(Object detection data)
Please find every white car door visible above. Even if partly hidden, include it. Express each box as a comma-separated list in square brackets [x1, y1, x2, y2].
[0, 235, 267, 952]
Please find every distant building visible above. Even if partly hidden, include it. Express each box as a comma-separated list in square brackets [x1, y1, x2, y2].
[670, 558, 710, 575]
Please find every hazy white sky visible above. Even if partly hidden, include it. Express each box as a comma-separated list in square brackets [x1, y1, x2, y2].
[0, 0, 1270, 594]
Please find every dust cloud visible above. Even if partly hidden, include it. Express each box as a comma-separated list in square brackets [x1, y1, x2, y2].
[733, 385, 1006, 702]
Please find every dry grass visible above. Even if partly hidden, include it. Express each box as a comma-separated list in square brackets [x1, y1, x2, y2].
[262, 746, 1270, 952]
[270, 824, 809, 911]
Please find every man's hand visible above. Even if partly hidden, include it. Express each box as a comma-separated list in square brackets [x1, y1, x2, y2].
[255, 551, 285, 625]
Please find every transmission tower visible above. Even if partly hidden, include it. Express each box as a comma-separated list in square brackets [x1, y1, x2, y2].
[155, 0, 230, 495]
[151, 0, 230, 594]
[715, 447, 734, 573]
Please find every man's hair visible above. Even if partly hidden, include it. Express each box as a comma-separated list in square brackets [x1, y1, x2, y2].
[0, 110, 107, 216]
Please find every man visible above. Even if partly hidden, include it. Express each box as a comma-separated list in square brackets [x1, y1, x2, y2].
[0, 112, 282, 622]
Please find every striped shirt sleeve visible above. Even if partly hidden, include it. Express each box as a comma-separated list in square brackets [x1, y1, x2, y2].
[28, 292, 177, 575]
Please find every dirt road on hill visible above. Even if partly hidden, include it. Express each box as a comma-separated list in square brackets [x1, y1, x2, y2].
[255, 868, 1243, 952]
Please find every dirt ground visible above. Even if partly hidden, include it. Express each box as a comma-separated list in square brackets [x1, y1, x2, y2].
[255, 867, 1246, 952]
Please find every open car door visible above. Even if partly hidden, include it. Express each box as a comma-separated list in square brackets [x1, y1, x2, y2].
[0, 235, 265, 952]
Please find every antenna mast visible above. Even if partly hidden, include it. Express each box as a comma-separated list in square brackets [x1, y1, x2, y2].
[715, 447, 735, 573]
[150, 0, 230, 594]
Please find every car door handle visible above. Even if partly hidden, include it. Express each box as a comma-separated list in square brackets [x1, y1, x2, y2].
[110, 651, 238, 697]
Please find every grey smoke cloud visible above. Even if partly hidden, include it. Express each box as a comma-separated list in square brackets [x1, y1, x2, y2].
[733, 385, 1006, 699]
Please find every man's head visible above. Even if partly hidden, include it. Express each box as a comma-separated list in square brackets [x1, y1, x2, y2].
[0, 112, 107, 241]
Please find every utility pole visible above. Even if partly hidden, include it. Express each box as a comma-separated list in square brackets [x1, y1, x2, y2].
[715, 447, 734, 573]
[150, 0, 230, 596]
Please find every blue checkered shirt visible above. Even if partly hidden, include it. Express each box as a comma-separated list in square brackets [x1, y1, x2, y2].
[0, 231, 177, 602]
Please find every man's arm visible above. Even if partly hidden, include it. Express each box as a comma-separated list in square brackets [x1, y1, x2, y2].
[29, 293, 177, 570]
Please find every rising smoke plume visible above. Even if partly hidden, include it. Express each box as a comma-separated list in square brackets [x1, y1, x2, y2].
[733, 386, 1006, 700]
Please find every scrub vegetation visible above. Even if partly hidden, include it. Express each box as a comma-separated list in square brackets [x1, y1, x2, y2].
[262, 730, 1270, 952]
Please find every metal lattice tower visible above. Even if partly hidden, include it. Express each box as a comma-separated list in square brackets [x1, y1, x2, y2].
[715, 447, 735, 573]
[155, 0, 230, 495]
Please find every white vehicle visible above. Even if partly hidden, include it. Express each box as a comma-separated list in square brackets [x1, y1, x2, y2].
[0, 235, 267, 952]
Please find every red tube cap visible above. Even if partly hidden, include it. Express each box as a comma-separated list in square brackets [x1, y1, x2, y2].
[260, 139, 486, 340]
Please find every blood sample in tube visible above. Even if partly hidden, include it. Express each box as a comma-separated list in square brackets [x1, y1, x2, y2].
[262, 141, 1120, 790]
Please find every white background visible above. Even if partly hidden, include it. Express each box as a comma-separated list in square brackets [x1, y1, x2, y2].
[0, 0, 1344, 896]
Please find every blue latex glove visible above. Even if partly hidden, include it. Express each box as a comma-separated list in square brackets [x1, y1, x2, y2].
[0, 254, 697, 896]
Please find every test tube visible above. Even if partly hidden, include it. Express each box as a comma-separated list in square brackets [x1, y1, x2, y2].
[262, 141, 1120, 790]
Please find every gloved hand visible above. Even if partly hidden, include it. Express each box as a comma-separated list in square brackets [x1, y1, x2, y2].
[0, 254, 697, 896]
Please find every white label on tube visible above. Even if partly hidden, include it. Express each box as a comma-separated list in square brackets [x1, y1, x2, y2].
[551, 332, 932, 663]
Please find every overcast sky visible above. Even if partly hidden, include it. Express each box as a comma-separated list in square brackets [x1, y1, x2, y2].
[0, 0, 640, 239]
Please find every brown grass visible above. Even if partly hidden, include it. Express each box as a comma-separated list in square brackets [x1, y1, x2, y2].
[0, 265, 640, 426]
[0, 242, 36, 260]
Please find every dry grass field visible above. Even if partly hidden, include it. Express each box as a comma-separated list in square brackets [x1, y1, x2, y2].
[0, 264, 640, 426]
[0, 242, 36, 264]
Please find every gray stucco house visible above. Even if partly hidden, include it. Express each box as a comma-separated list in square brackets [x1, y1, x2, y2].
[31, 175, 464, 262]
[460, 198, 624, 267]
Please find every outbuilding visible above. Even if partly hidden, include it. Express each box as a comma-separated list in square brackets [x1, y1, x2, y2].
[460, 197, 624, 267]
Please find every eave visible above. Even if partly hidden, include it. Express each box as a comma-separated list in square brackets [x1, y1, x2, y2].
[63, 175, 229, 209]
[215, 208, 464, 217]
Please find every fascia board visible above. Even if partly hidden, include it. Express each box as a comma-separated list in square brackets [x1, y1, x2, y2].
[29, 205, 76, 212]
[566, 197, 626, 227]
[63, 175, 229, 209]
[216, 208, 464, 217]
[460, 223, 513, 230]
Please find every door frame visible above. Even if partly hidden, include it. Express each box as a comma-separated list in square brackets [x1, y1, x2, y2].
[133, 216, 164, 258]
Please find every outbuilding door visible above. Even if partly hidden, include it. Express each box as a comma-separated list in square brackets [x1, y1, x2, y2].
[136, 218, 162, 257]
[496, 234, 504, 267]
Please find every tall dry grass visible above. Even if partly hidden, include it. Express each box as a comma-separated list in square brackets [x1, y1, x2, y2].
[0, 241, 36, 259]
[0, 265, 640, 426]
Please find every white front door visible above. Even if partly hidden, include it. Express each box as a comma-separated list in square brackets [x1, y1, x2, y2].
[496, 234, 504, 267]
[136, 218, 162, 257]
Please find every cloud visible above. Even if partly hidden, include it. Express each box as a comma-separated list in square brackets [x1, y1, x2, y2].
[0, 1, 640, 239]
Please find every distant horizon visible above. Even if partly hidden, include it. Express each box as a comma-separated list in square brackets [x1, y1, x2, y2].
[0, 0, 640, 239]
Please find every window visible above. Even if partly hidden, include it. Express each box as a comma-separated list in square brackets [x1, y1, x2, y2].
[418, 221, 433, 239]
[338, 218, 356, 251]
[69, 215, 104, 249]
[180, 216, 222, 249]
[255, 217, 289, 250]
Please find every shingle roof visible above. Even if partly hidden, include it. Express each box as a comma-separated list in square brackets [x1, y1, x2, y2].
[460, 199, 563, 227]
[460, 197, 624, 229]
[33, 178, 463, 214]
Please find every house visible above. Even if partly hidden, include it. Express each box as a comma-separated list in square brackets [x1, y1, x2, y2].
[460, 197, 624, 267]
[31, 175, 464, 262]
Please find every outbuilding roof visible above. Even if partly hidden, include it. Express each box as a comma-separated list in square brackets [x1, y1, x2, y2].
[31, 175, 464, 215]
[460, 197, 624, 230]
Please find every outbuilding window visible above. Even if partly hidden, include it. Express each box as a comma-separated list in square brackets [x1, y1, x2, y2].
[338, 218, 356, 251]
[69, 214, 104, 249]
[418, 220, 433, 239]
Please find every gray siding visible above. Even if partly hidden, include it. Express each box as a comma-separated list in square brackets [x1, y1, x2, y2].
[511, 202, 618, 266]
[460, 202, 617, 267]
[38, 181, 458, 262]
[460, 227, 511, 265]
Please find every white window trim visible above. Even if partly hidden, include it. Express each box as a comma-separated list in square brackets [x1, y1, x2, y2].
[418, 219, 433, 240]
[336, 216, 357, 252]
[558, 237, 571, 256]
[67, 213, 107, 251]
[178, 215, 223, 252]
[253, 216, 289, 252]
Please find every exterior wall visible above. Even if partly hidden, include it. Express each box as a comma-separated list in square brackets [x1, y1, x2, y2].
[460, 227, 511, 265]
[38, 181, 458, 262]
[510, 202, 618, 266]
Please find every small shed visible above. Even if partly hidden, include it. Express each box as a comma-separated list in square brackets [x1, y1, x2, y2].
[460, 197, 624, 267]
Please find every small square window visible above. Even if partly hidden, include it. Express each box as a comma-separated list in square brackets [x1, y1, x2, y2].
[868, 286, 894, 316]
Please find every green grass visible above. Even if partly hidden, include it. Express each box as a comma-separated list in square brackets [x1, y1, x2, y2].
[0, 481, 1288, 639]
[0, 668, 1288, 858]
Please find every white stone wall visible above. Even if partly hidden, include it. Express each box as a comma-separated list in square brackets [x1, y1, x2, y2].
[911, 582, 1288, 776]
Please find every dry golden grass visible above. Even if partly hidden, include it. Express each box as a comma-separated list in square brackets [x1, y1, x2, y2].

» Exercise directions:
Can you copy the items above word for word, starting at the line that contains "Please find every dirt road" and stopping after the line that contains "[255, 867, 1246, 952]", with both of those lines included?

» Answer for this exercise:
Please find every dirt road on hill visible above. Even if partly hidden, include it. Express each box as a comma-separated list in square brackets [x1, y1, x2, y2].
[255, 868, 1243, 952]
Please find every dirt ground visible above. Even if partly hidden, include it. Express each box as a comma-separated list in square brackets [x1, y1, x2, y2].
[255, 867, 1246, 952]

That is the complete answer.